■ WHAT YOU NEED TO DO:
Copy the entries below word for word, starting at the line that contains "For this exercise we mark the white hair" and stopping after the line that contains "[(581, 456)]". Include both of those lines and nothing outside them.

[Data listing]
+ + + + +
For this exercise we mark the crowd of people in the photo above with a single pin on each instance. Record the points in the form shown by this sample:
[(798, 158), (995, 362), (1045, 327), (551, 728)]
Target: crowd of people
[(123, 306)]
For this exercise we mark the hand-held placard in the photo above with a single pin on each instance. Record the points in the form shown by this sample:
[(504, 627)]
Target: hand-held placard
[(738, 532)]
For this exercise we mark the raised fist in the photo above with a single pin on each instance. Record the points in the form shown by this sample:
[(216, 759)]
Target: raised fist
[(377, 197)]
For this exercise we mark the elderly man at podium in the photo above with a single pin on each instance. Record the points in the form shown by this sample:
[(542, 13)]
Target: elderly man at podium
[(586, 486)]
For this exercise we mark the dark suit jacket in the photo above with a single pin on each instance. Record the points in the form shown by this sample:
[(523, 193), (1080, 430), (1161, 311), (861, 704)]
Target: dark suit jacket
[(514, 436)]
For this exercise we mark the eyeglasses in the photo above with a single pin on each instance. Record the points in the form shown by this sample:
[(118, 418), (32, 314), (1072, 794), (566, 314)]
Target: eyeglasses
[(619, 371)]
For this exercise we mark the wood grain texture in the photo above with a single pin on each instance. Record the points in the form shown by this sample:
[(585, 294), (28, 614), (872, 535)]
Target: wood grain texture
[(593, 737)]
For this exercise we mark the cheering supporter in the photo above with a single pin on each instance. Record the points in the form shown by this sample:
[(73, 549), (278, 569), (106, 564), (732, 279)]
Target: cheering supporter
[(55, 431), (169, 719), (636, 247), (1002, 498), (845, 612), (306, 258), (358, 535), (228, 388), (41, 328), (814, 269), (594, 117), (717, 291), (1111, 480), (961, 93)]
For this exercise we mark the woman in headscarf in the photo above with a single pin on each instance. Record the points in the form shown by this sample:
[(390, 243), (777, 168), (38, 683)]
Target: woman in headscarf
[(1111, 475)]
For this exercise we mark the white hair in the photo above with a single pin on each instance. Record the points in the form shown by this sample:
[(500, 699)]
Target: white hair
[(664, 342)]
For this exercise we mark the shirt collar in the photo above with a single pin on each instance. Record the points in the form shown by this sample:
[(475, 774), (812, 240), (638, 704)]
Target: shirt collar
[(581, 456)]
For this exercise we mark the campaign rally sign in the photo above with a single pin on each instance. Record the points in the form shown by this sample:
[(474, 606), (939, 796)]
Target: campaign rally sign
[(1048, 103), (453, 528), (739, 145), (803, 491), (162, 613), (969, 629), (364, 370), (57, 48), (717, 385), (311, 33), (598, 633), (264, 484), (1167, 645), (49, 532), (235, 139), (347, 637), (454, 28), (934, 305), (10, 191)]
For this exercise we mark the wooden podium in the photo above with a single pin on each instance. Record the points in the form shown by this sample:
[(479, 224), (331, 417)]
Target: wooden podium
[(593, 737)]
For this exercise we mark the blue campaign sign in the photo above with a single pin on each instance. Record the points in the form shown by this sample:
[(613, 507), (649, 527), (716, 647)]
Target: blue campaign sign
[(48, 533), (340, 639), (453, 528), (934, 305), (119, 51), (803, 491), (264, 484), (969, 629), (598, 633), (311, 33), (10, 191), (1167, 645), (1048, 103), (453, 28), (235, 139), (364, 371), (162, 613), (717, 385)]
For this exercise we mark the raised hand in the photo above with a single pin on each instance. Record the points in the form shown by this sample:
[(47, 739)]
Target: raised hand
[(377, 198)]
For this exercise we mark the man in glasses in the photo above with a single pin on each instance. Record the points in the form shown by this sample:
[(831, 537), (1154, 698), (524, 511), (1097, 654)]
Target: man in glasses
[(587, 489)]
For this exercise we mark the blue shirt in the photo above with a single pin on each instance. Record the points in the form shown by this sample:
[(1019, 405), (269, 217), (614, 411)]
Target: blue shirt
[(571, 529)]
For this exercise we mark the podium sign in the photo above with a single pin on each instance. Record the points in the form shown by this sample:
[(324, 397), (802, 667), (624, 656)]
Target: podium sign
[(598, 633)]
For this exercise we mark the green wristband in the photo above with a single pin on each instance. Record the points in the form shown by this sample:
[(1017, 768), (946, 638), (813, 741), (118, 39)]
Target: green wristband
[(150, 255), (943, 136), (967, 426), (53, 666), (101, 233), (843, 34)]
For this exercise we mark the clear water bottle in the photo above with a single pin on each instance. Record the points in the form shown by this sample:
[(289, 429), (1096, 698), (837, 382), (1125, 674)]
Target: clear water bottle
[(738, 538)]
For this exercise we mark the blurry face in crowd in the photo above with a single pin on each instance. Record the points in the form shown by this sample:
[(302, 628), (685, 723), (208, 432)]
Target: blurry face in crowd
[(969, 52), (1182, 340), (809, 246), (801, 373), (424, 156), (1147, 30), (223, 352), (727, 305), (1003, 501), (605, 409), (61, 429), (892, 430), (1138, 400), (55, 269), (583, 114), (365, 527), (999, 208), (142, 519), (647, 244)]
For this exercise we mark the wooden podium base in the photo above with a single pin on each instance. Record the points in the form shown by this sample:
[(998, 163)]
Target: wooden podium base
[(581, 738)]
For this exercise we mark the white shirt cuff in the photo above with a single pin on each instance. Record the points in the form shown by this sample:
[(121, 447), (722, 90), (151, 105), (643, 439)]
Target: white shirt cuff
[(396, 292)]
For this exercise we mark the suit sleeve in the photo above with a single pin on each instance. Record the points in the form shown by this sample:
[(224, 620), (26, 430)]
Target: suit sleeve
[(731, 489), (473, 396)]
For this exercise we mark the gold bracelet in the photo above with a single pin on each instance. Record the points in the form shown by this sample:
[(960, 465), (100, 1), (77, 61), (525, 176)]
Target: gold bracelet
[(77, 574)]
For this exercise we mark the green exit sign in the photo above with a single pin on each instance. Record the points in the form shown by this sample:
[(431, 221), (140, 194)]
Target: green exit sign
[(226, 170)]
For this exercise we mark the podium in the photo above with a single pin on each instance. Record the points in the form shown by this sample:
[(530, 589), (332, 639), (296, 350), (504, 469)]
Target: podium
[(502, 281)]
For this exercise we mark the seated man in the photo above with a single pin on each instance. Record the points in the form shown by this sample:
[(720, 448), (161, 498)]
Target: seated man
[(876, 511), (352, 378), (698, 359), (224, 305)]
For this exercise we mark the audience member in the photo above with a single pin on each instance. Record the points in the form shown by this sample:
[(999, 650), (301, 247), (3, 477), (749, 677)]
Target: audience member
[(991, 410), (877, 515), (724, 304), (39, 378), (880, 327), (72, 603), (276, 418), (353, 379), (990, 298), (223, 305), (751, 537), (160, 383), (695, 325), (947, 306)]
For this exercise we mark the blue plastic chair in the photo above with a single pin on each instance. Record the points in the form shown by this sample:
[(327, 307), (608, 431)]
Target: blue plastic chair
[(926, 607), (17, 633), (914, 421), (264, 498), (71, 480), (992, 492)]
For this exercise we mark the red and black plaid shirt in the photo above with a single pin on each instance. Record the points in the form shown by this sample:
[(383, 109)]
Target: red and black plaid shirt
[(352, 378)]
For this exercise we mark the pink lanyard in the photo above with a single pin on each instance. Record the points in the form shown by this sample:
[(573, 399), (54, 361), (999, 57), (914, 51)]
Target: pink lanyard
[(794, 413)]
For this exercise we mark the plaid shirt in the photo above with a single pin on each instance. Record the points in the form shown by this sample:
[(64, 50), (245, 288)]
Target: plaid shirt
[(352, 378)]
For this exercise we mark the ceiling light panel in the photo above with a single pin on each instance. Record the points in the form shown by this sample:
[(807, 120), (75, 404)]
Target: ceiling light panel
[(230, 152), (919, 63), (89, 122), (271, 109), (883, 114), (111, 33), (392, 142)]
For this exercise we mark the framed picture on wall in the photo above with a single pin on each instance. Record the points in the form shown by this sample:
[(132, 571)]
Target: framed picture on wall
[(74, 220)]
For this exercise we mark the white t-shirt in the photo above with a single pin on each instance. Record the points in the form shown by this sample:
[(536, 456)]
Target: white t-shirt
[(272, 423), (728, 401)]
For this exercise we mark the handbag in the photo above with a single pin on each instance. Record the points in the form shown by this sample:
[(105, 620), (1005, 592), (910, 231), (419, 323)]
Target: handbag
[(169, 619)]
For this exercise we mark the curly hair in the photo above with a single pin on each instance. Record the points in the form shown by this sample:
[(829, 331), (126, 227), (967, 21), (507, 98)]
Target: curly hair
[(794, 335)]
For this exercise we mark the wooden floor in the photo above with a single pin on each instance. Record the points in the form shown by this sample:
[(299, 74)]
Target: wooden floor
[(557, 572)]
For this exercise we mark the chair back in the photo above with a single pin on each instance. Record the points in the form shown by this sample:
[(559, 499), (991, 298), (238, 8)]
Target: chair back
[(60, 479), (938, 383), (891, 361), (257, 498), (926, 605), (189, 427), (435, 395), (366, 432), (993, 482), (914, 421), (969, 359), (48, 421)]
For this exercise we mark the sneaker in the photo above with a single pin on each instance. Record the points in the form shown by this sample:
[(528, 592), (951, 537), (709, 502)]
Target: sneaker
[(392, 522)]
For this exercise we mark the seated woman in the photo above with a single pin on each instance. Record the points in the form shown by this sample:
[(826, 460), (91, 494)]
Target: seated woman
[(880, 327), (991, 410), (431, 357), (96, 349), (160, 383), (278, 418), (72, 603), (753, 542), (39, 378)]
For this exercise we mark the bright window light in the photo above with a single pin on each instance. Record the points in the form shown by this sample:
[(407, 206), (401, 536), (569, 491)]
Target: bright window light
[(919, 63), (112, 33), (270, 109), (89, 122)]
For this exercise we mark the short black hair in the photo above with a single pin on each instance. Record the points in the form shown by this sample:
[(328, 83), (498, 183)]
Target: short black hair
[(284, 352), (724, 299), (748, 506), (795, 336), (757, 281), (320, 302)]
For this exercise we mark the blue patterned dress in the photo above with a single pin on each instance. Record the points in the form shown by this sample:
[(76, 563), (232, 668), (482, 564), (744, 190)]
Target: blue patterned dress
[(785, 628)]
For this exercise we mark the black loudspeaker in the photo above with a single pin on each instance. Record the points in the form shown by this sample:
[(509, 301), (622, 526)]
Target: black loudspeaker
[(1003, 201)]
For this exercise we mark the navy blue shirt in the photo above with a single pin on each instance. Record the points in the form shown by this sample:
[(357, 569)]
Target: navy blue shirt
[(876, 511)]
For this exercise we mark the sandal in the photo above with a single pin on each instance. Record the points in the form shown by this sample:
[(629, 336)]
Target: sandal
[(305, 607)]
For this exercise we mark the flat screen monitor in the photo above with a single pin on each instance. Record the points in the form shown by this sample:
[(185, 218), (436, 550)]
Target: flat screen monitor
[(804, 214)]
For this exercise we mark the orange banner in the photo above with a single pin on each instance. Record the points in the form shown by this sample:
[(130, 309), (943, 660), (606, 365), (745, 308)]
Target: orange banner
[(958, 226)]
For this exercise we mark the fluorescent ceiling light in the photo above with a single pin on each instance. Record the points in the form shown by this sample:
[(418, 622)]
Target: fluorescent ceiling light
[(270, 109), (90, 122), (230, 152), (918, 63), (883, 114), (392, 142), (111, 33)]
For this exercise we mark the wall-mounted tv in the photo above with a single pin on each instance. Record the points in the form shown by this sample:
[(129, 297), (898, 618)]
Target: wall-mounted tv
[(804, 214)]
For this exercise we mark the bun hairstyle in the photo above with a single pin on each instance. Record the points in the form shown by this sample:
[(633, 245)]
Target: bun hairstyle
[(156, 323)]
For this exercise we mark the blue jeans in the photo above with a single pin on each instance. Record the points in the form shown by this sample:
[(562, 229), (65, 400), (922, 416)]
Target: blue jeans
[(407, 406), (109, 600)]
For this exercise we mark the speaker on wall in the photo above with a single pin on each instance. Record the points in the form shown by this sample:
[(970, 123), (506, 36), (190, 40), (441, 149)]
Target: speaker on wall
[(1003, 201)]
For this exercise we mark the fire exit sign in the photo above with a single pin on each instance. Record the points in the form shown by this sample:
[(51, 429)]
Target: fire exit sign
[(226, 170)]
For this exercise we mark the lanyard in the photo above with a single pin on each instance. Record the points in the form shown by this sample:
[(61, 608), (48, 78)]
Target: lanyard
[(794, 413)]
+ + + + +
■ FULL ANSWER:
For this exercise we mark the white hair in the photo above with a single pin on each instance. Record the points in the form shown by this sample:
[(500, 699)]
Target: white hair
[(664, 342)]
For this exercise we mark the shirt collar in the photo above with a single pin on each instance. Record the points in the form shown by this sample:
[(475, 774), (812, 240), (638, 704)]
Target: shirt collar
[(581, 456)]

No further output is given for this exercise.